[[ DOCUMENT EXCERPT open ]]

WALID BITAR, BASMA KAVANAGH and MISSY MARSTON
at the Robson Reading Series
Thursday, February 21, 2013, 7pm
UBC Bookstore at Robson Square
Robson Reading Series events are free and open to the public but registration is recommended. To register for this event, please click here.

They have no maps. Ours, I’ll redraw.
Isn’t itself, their neck of the woods;
needs a rest – something more than a nap,
and less than death, though death wouldn’t hurt.
In Divide and Rule, Walid Bitar delivers a sequence of dramatic monologues, variations on the theme of power, each in rhymed quatrains. Though the pieces grow out of Bitar’s personal experiences over the last decade, both in North America and the Middle East, he is not primarily a confessional writer. His work might be called cubist, the perspectives constantly shifting, point followed by counterpoint, subtle phrase by savage outburst. Bitar’s enigmatic speakers are partially rational creatures, have some need to explain, and may succeed in partially explaining, but, in the end, communication and subterfuge are inseparable – must, so to speak, co-exist.

[[ DOCUMENT EXCERPT closed ]]

-- REQUIREMENT A --
Please reproduce the reading series announcement starting with "WALID BITAR, BASMA" and going on through "please click here.", substituting "sign-up" for "registration".
-- REQUIREMENT B --
Pick up the reading series announcement above where it stops and keep writing from after its last sentence.

[[ GIVEN ENTRIES open ]]

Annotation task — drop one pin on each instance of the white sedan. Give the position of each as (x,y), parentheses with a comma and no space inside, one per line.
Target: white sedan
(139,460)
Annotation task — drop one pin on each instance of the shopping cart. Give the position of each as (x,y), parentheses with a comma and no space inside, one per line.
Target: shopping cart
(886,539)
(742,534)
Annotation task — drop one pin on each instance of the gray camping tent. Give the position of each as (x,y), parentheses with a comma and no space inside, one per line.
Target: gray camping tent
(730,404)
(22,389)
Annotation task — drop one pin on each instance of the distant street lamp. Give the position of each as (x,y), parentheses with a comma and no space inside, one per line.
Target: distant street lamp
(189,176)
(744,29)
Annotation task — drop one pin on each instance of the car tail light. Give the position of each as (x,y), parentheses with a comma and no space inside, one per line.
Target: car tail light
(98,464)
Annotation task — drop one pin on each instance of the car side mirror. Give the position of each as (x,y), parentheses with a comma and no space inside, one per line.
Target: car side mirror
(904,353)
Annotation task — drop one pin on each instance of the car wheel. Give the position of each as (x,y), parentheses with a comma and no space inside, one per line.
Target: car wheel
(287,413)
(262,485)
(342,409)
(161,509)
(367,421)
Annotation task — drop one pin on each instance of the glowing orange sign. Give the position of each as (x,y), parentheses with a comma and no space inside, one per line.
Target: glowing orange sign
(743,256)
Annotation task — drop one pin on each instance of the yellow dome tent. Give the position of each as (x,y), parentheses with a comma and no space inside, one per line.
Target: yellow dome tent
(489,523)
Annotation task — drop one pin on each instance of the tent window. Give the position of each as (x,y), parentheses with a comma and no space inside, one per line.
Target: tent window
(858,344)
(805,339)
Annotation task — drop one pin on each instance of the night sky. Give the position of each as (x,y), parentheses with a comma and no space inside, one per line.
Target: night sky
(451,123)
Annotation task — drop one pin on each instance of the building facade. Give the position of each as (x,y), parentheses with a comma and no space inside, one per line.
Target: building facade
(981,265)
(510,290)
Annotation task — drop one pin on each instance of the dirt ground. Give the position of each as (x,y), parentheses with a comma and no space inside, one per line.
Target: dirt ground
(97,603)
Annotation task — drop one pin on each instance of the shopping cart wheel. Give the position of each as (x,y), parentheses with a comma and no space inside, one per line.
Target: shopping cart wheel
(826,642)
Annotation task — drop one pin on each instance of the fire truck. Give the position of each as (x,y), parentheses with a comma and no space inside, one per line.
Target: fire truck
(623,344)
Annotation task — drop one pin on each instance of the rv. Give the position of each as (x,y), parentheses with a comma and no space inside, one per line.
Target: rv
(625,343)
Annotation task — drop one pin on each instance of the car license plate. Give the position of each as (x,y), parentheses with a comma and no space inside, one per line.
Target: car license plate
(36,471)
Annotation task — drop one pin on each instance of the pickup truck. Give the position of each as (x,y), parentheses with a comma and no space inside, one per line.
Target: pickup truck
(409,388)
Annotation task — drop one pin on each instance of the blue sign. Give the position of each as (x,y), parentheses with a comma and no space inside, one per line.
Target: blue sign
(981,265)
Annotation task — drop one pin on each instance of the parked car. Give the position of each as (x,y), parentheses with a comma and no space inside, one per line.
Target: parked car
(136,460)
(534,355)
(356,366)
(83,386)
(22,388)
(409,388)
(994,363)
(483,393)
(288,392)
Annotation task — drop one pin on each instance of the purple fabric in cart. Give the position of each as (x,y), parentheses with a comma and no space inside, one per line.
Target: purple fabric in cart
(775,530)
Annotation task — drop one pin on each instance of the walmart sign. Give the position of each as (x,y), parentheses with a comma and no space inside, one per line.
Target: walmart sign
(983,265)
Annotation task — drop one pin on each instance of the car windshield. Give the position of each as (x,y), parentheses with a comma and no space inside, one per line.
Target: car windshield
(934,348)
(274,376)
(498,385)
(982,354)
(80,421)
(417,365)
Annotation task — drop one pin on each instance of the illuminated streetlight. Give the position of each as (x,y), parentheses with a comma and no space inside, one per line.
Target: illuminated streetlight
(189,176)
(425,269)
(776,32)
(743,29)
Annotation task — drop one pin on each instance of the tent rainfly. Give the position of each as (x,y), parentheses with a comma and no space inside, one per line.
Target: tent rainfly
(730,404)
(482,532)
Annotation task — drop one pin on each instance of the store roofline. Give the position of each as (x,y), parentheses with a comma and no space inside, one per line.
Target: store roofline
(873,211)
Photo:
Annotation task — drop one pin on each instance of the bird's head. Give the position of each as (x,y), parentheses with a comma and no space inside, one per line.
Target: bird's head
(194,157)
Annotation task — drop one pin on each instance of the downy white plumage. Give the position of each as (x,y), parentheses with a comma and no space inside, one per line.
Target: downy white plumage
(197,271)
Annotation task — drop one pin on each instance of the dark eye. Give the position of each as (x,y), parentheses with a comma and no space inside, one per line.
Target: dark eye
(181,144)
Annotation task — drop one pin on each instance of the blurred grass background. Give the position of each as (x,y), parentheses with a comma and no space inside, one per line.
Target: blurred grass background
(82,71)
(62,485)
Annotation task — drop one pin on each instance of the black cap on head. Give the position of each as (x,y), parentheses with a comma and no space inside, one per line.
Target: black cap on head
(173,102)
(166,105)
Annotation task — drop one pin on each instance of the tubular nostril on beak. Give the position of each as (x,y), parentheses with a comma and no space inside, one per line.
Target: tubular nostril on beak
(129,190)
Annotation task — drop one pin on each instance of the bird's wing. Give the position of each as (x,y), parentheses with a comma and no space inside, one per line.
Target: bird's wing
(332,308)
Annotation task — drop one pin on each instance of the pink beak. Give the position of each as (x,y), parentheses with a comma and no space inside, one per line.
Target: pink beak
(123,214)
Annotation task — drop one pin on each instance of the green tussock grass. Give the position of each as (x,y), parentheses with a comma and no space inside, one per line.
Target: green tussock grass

[[ GIVEN ENTRIES closed ]]

-- ANSWER SECTION A --
WALID BITAR, BASMA KAVANAGH and MISSY MARSTON
at the Robson Reading Series
Thursday, February 21, 2013, 7pm
UBC Bookstore at Robson Square
Robson Reading Series events are free and open to the public but sign-up is recommended. To register for this event, please click here.

-- ANSWER SECTION B --
Walid Bitar was born in Beirut, Lebanon, in 1961. He immigrated to Canada in 1969. His previous poetry collections are Maps with Moving Parts (Brick Books, 1988), 2 Guys on Holy Land (Wesleyan University Press, 1993), Bastardi Puri (Porcupine’s Quill, 2005) and The Empire’s Missing Links (Véhicule Press, 2008). From 1990 to 1991, he held a Teaching-Writing Fellowship at the University of Iowa. His newest work, Divide and Rule (Coach House Books, June 2012), is a collection of dramatic monologues. He lives in Toronto.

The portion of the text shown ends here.